- **WHAT IS REQUIRED**: Reproduce each entry below exactly, without omitting any.

- **INPUT FOR THIS TASK**:
Content starts

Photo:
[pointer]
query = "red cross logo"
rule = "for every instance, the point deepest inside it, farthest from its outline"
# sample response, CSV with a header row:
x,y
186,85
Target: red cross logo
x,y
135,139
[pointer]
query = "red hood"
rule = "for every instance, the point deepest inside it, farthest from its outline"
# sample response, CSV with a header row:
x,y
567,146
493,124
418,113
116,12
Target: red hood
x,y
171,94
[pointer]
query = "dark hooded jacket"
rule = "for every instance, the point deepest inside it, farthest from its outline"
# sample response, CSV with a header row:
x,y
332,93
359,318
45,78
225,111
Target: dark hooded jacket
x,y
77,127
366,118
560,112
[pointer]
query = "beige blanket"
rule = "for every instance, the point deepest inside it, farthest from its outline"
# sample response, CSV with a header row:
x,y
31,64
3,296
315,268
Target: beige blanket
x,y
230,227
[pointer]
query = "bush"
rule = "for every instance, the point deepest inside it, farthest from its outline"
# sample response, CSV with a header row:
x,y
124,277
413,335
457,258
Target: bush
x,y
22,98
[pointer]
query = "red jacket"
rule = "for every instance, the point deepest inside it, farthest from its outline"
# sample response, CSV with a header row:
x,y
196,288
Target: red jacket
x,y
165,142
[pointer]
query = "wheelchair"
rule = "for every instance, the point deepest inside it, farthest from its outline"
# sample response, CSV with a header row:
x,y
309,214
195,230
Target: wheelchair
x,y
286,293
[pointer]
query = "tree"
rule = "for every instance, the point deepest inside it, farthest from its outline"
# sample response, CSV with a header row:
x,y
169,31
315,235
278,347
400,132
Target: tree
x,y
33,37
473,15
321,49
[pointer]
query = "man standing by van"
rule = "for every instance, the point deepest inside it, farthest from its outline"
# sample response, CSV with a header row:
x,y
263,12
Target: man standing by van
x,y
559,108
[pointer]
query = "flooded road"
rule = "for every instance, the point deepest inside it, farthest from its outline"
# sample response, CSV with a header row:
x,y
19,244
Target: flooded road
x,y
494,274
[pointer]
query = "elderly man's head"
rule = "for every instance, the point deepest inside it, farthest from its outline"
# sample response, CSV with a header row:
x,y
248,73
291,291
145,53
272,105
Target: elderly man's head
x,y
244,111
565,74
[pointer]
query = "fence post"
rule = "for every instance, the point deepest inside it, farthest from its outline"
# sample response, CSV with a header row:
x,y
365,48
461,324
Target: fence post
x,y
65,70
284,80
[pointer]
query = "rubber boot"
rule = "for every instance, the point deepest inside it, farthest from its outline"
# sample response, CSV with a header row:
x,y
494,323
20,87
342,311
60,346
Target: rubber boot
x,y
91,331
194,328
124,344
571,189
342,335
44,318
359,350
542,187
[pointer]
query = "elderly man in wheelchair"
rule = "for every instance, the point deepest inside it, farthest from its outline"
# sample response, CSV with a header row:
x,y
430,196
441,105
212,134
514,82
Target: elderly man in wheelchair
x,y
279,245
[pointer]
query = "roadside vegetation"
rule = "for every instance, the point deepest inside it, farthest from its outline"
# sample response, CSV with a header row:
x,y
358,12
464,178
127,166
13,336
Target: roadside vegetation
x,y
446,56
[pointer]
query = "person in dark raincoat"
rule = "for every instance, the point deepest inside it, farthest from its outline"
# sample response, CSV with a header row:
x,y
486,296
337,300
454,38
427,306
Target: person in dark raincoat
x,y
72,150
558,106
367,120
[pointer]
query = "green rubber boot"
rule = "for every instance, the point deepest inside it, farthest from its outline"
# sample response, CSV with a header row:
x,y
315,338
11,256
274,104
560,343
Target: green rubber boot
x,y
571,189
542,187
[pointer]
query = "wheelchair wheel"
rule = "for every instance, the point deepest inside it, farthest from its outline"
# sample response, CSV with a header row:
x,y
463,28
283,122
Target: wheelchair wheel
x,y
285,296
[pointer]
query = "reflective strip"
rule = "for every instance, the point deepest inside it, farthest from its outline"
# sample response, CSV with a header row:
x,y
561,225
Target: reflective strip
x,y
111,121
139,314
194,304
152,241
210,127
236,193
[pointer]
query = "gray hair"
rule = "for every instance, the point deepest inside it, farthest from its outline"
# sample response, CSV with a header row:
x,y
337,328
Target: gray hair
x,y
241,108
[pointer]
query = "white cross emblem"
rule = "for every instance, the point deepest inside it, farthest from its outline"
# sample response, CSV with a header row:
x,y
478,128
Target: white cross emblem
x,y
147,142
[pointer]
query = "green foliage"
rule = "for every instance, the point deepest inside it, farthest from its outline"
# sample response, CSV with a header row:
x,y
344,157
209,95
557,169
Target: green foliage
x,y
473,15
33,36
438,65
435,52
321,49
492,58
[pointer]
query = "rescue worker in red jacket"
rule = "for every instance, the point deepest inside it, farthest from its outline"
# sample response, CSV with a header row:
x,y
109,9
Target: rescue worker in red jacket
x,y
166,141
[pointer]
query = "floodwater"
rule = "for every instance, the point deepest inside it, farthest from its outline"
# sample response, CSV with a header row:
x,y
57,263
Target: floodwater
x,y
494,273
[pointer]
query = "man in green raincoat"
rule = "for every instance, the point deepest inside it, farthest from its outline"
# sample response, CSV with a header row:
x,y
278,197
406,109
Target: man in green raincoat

Content ends

- **ANSWER SECTION**:
Photo:
[pointer]
query = "red cross logo"
rule = "for every instance, the point deepest inside it, farthest from its outline"
# sample response, CSV with a header row:
x,y
186,85
Target: red cross logo
x,y
135,139
[pointer]
query = "red hood"
rule = "for every instance, the point deepest inside it, farthest from its outline"
# sample response, CSV with a header row:
x,y
567,146
493,124
418,113
116,12
Target: red hood
x,y
171,94
[pointer]
query = "dark hooded jacket"
rule = "for every instance, the point deepest inside it, farthest from its outline"
# sample response, CSV with a header row:
x,y
332,93
359,318
45,78
225,111
Target: dark hooded jacket
x,y
77,127
366,118
560,112
[pointer]
query = "beige blanket"
rule = "for every instance, the point deepest inside it, farthest from its outline"
# sample response, CSV with a header row:
x,y
31,64
3,296
315,268
Target: beige blanket
x,y
230,227
[pointer]
query = "bush"
rule = "for every instance, the point deepest inside it, farthest from its outline"
# sample response, CSV with a header row:
x,y
124,277
413,335
457,258
Target: bush
x,y
22,98
[pointer]
query = "red jacket"
rule = "for every instance, the point deepest inside it, farthest from its outline"
# sample response, CSV with a header row:
x,y
196,288
Target: red jacket
x,y
165,142
[pointer]
query = "wheelchair"
rule = "for every instance, the point deepest inside it, farthest from its outline"
# sample response, CSV with a header row:
x,y
309,214
195,230
Target: wheelchair
x,y
286,293
[pointer]
query = "tree"
rule = "for every instance, the point deepest inside it, farthest from its outline"
# sample response, CSV with a header row:
x,y
169,31
315,235
278,347
400,132
Target: tree
x,y
33,37
473,15
321,49
[pointer]
query = "man standing by van"
rule = "for every instance, the point deepest inside it, farthest from its outline"
# sample response, CSV with a header row:
x,y
263,12
Target: man standing by van
x,y
559,108
[pointer]
query = "flooded road"
rule = "for every instance, the point deepest inside it, farthest from its outline"
# sample response, CSV with a header row:
x,y
19,244
Target: flooded road
x,y
494,274
[pointer]
query = "elderly man's head"
rule = "for every instance, the point deepest inside it, farthest from its outline"
# sample response, CSV with a header row:
x,y
248,73
291,291
145,53
272,105
Target: elderly man's head
x,y
244,111
565,74
[pointer]
query = "fence post"
rule = "for every instance, the point deepest inside it, farthest from its outline"
# sample response, CSV with a header row:
x,y
365,48
461,324
Target: fence post
x,y
65,70
284,80
[pointer]
query = "rubber boot"
rule = "for every instance, the point deepest inside it, farthest from its outline"
# sample response, CSV with a header row:
x,y
494,323
20,87
342,311
60,346
Target: rubber boot
x,y
91,331
194,328
124,344
571,189
342,335
44,318
359,350
542,187
[pointer]
query = "elderly man in wheelchair"
rule = "for every instance, the point deepest inside it, farthest from its outline"
# sample response, CSV with a header row:
x,y
430,196
441,105
212,134
514,82
Target: elderly man in wheelchair
x,y
279,245
[pointer]
query = "roadside vegetation"
rule = "for every instance, the point deepest inside it, farthest from its outline"
# sample response, CSV with a header row:
x,y
358,12
464,178
127,166
13,336
Target: roadside vegetation
x,y
446,56
[pointer]
query = "person in dark raincoat"
rule = "for every instance, the point deepest inside it, farthest from its outline"
# sample response, CSV with a header row:
x,y
486,296
337,300
454,38
427,306
Target: person in dark raincoat
x,y
72,150
558,106
367,120
[pointer]
query = "green rubber boot"
rule = "for every instance, the point deepest inside it, farthest from its outline"
# sample response, CSV with a header row:
x,y
315,338
11,256
274,104
560,343
Target: green rubber boot
x,y
571,189
542,187
[pointer]
query = "wheelchair wheel"
rule = "for every instance, the point deepest inside it, farthest from its outline"
# sample response, CSV with a header row:
x,y
463,28
283,122
Target: wheelchair wheel
x,y
285,296
[pointer]
query = "reflective strip"
rule = "for every instance, the point deepest inside it, farthest from its outline"
# sample response, CSV with a header row:
x,y
561,225
Target: reflective strip
x,y
111,121
139,314
194,304
152,241
210,127
236,193
[pointer]
query = "gray hair"
rule = "for every instance, the point deepest inside it, farthest from its outline"
# sample response, CSV with a header row:
x,y
337,328
Target: gray hair
x,y
241,108
[pointer]
query = "white cross emblem"
rule = "for every instance, the point deepest inside it, farthest from its outline"
# sample response, CSV with a header row:
x,y
478,128
Target: white cross emblem
x,y
147,142
[pointer]
query = "green foliage"
rule = "for every instance, the point deepest inside it, farthest from its outline"
# sample response, CSV with a header row:
x,y
344,157
209,95
557,169
Target: green foliage
x,y
473,15
33,36
438,65
435,52
321,49
492,58
[pointer]
query = "rescue worker in red jacket"
rule = "for every instance, the point deepest inside it, farthest from its outline"
# sample response, CSV with a header row:
x,y
109,9
Target: rescue worker in red jacket
x,y
166,141
[pointer]
query = "floodwater"
rule = "for every instance, the point deepest inside it, farthest from its outline"
# sample response, CSV with a header row:
x,y
57,263
Target: floodwater
x,y
494,273
[pointer]
query = "man in green raincoat"
rule = "for every instance, the point deepest inside it, farthest from its outline"
# sample response, CSV with a header row:
x,y
278,197
406,109
Target: man in green raincoat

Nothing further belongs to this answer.